Excerpts of pointing data:

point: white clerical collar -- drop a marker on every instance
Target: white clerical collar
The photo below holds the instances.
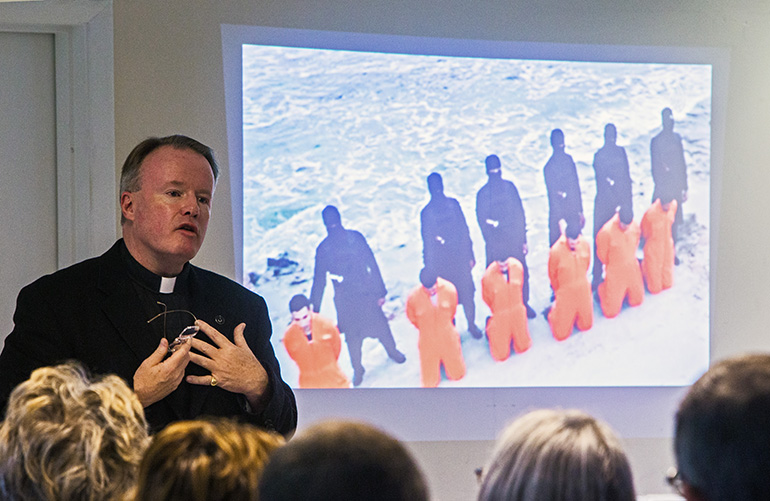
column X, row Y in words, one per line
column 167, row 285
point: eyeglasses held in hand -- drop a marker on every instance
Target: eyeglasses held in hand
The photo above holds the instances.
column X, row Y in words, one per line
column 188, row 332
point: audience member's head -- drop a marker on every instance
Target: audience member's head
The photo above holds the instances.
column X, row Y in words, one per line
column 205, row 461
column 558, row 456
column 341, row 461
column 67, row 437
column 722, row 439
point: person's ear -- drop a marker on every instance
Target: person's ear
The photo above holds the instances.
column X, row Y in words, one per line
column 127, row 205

==

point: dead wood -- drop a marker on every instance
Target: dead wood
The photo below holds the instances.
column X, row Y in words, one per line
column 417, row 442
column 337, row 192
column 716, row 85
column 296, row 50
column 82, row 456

* [EXERCISE REQUIREMENTS]
Write out again, word for word, the lines of the items from the line with "point: person's ear" up to and including the line with "column 127, row 205".

* [RIGHT ANSWER]
point: person's ear -- drop a marker on every instance
Target: person's ear
The photo above holds the instances.
column X, row Y in words, one per line
column 127, row 205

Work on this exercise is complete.